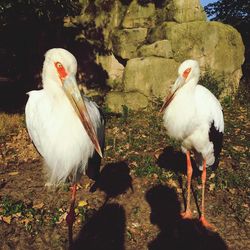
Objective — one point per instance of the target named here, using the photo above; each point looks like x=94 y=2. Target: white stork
x=193 y=115
x=65 y=127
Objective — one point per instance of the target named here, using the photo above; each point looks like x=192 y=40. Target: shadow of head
x=104 y=230
x=175 y=232
x=176 y=161
x=114 y=179
x=164 y=204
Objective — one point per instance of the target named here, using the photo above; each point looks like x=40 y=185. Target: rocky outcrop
x=150 y=76
x=152 y=39
x=115 y=100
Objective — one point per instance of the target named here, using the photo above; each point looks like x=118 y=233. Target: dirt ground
x=137 y=200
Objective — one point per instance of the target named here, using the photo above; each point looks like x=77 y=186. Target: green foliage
x=212 y=82
x=48 y=10
x=148 y=167
x=125 y=113
x=237 y=14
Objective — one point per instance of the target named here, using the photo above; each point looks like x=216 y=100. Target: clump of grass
x=225 y=179
x=10 y=123
x=148 y=168
x=9 y=207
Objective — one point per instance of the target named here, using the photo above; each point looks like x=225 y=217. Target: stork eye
x=58 y=65
x=61 y=70
x=186 y=73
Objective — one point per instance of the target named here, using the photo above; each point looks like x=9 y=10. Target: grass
x=135 y=137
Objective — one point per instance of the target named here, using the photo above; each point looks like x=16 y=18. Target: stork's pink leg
x=70 y=219
x=71 y=216
x=188 y=213
x=203 y=179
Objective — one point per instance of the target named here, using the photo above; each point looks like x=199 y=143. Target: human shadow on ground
x=104 y=230
x=114 y=180
x=177 y=233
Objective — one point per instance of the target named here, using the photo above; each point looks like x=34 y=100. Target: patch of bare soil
x=137 y=200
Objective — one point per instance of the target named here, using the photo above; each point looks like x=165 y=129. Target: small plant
x=227 y=101
x=212 y=82
x=9 y=207
x=125 y=112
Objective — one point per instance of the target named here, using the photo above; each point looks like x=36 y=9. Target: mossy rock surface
x=134 y=100
x=150 y=76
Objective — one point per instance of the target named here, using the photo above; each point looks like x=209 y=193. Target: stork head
x=59 y=74
x=189 y=72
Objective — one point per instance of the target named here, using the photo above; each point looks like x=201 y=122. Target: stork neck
x=191 y=84
x=53 y=89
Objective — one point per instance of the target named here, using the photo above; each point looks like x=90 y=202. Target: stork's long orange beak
x=73 y=93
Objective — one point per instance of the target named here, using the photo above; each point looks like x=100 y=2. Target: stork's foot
x=187 y=214
x=206 y=224
x=71 y=217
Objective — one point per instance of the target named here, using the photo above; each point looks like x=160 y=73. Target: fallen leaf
x=211 y=186
x=211 y=176
x=26 y=221
x=62 y=218
x=82 y=203
x=14 y=173
x=39 y=205
x=6 y=219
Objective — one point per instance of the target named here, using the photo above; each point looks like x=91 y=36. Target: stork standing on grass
x=193 y=115
x=65 y=127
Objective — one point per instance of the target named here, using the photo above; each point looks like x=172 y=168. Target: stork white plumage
x=193 y=115
x=65 y=127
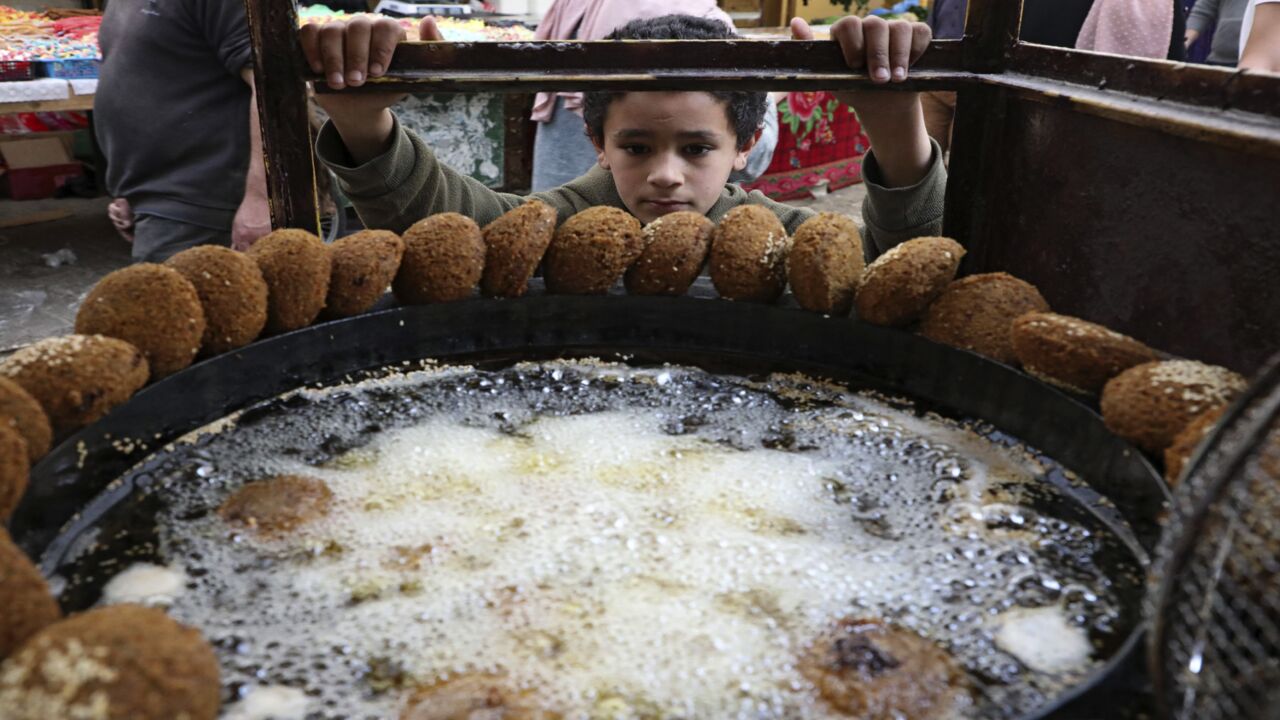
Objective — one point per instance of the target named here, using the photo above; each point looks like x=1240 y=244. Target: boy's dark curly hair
x=745 y=109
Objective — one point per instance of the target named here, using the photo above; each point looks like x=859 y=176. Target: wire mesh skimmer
x=1215 y=602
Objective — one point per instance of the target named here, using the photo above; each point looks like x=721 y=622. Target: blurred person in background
x=946 y=19
x=1260 y=36
x=176 y=118
x=1223 y=18
x=1141 y=28
x=562 y=150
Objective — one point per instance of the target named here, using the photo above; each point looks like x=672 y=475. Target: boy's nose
x=666 y=171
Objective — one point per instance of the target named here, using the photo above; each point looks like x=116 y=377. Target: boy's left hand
x=885 y=49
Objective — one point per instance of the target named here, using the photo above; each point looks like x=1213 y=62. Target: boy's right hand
x=348 y=54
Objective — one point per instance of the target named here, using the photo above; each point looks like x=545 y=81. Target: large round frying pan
x=1123 y=491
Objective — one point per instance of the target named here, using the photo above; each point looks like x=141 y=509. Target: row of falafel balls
x=147 y=320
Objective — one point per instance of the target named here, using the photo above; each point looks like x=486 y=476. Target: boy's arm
x=894 y=121
x=1200 y=18
x=391 y=176
x=406 y=182
x=904 y=173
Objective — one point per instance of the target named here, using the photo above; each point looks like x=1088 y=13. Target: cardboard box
x=37 y=168
x=21 y=154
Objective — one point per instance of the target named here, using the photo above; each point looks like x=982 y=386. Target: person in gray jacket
x=1226 y=37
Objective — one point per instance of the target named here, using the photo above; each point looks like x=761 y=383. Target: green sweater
x=407 y=183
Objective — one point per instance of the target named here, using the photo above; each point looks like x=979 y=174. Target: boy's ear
x=740 y=160
x=599 y=153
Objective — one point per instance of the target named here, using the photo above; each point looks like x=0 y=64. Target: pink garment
x=1128 y=27
x=598 y=18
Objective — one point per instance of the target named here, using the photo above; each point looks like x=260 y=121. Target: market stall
x=48 y=78
x=798 y=486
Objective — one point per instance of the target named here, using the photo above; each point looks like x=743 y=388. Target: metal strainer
x=1215 y=592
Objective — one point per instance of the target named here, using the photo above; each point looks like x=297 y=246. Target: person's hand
x=892 y=121
x=885 y=49
x=350 y=54
x=122 y=218
x=252 y=220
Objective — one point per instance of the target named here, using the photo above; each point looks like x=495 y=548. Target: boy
x=658 y=151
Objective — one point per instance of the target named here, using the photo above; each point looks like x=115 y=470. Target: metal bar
x=1203 y=86
x=278 y=71
x=1247 y=132
x=638 y=65
x=990 y=33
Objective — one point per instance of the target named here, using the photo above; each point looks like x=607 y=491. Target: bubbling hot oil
x=616 y=542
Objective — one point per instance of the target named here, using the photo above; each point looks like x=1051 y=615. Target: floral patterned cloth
x=821 y=144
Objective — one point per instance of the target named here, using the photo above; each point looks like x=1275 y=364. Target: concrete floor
x=39 y=299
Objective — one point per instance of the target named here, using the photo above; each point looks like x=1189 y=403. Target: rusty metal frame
x=999 y=81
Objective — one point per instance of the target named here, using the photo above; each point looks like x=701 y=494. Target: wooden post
x=990 y=36
x=279 y=74
x=990 y=33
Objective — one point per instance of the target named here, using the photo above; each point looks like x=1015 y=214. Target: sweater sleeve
x=895 y=214
x=1203 y=14
x=407 y=183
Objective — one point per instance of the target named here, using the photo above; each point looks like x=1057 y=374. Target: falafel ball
x=443 y=260
x=28 y=606
x=232 y=292
x=1188 y=440
x=14 y=470
x=277 y=505
x=749 y=255
x=77 y=378
x=22 y=411
x=296 y=268
x=676 y=246
x=470 y=697
x=869 y=670
x=826 y=263
x=1072 y=352
x=151 y=306
x=1150 y=404
x=364 y=267
x=592 y=250
x=513 y=246
x=977 y=313
x=118 y=662
x=899 y=285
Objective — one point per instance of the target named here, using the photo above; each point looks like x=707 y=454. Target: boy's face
x=670 y=151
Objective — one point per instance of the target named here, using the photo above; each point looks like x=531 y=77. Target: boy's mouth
x=667 y=205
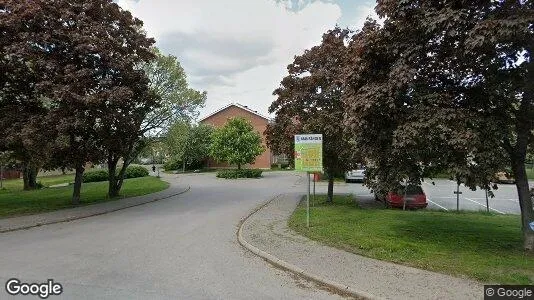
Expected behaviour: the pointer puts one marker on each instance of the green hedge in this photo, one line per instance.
(95, 176)
(136, 172)
(243, 173)
(102, 175)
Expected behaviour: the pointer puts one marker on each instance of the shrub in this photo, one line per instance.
(172, 165)
(243, 173)
(136, 171)
(95, 176)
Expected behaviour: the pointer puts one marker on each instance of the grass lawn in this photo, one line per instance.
(14, 201)
(482, 246)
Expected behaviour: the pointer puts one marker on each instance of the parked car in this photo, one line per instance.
(357, 175)
(503, 177)
(414, 196)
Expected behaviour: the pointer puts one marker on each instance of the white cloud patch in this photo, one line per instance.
(237, 50)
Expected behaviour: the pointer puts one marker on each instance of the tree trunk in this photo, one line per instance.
(116, 180)
(112, 178)
(330, 196)
(77, 184)
(525, 202)
(29, 177)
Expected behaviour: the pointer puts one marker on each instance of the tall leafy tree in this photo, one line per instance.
(236, 143)
(85, 57)
(445, 86)
(178, 101)
(189, 144)
(309, 100)
(24, 128)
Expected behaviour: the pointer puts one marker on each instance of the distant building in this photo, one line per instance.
(258, 121)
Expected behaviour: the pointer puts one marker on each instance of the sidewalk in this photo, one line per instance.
(69, 214)
(267, 231)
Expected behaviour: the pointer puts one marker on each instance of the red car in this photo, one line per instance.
(413, 196)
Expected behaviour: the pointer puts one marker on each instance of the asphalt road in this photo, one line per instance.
(440, 196)
(179, 248)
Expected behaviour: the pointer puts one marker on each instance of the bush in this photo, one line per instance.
(95, 176)
(135, 172)
(102, 175)
(243, 173)
(172, 165)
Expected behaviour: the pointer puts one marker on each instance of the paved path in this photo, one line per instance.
(63, 215)
(183, 247)
(267, 230)
(440, 195)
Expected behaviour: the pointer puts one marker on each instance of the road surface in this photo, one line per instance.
(180, 248)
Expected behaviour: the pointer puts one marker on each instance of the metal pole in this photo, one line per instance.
(457, 196)
(487, 201)
(313, 201)
(308, 203)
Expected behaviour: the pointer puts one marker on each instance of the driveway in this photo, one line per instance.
(440, 196)
(180, 248)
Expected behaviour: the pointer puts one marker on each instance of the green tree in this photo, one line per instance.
(176, 141)
(445, 86)
(189, 144)
(84, 57)
(178, 101)
(309, 101)
(236, 143)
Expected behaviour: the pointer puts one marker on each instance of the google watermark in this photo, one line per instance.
(511, 292)
(42, 290)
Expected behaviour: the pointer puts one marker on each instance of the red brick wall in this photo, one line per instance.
(260, 124)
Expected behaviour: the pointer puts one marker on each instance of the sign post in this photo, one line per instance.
(308, 158)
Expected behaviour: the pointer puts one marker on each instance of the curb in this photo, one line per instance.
(338, 288)
(69, 219)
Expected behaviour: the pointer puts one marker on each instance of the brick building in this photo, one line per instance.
(259, 122)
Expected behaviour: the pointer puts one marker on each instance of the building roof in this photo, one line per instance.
(244, 107)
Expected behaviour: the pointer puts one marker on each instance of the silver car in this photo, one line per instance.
(357, 175)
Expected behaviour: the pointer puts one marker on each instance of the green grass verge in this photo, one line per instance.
(17, 202)
(486, 247)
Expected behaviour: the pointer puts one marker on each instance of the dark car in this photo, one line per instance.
(411, 196)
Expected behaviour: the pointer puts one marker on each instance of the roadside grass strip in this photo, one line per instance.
(15, 202)
(480, 245)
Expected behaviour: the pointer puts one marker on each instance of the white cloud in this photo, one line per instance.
(237, 50)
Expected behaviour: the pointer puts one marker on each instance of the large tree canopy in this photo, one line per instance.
(82, 59)
(236, 143)
(444, 85)
(309, 101)
(179, 102)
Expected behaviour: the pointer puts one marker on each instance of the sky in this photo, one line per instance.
(238, 50)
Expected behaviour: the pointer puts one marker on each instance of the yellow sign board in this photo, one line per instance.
(309, 152)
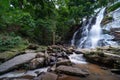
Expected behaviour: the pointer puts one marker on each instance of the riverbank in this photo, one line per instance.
(59, 63)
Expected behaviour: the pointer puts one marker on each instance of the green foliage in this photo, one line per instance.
(8, 41)
(113, 7)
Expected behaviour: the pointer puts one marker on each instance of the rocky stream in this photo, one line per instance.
(62, 63)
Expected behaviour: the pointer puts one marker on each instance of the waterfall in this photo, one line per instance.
(91, 35)
(96, 31)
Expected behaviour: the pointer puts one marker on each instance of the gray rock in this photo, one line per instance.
(63, 62)
(37, 62)
(72, 71)
(47, 76)
(16, 61)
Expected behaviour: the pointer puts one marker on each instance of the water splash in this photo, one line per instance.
(92, 33)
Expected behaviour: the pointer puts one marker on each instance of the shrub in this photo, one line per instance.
(8, 41)
(113, 7)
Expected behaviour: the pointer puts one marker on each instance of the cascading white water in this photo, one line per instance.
(92, 35)
(96, 31)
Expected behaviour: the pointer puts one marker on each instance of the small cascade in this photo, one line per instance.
(96, 31)
(92, 35)
(77, 58)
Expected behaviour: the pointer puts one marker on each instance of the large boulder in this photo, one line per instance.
(36, 63)
(72, 71)
(16, 62)
(47, 76)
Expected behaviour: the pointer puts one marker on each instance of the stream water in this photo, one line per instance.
(92, 33)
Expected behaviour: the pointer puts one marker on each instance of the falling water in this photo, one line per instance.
(96, 31)
(91, 35)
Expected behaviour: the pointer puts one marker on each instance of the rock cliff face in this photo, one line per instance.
(111, 24)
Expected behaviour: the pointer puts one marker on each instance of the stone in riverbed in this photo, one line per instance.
(36, 63)
(117, 71)
(16, 62)
(71, 71)
(47, 76)
(63, 62)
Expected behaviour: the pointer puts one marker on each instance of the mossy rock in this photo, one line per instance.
(107, 19)
(113, 7)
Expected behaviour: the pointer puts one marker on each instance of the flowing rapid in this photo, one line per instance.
(96, 31)
(91, 33)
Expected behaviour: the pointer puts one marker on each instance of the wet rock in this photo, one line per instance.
(63, 62)
(40, 54)
(117, 71)
(47, 76)
(32, 46)
(29, 51)
(16, 62)
(36, 63)
(72, 71)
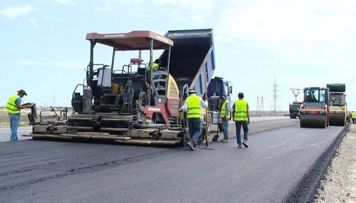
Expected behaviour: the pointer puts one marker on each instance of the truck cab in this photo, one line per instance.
(314, 111)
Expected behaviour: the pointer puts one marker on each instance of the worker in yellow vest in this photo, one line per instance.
(192, 106)
(353, 117)
(225, 117)
(13, 107)
(242, 118)
(155, 67)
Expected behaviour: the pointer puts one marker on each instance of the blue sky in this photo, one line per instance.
(297, 43)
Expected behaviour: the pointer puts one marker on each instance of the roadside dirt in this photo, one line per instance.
(340, 181)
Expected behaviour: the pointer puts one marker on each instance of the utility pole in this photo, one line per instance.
(295, 92)
(275, 96)
(262, 106)
(258, 106)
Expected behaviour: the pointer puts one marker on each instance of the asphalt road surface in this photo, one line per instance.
(5, 133)
(50, 171)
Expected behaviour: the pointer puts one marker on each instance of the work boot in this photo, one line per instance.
(245, 143)
(190, 145)
(225, 141)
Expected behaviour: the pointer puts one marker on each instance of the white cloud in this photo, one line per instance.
(303, 31)
(34, 21)
(51, 64)
(12, 12)
(66, 2)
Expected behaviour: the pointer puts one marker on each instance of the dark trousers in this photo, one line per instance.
(238, 125)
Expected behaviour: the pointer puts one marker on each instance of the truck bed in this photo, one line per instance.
(192, 58)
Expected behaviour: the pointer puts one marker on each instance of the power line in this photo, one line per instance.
(275, 96)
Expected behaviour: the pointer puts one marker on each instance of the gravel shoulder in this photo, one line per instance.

★ ★ ★ ★ ★ ★ ★

- Task brief -
Respond with the lines above, from the one that holds "line in this photo, one line per instance." to the end of the listing, each repeated exactly, and with no other material.

- Reply -
Expected behaviour: the pointer puts one marker on each instance of the power line in this photo, one line per instance.
(275, 96)
Expected behaviour: the pointer puts one marker on each instance of the gravel shoulder in this photo, one line per instance.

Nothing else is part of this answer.